Task directions:
Tally the lines in the data below that contain the string "windmill". Matching is case-sensitive, and your reply should be only the number.

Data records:
_____
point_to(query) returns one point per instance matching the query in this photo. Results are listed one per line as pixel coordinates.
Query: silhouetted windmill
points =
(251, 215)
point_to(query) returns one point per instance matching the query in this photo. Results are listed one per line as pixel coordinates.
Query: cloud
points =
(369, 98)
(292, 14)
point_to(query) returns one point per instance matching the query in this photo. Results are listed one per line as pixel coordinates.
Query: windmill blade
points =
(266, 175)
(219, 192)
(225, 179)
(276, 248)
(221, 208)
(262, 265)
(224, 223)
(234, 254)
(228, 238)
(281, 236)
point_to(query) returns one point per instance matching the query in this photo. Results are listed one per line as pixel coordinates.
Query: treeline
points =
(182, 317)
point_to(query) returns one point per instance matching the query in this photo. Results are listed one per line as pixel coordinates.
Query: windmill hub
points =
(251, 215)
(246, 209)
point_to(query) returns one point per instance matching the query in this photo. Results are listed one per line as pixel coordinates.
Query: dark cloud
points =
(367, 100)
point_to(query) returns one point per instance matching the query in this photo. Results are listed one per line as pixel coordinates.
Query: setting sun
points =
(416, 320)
_____
Written response:
3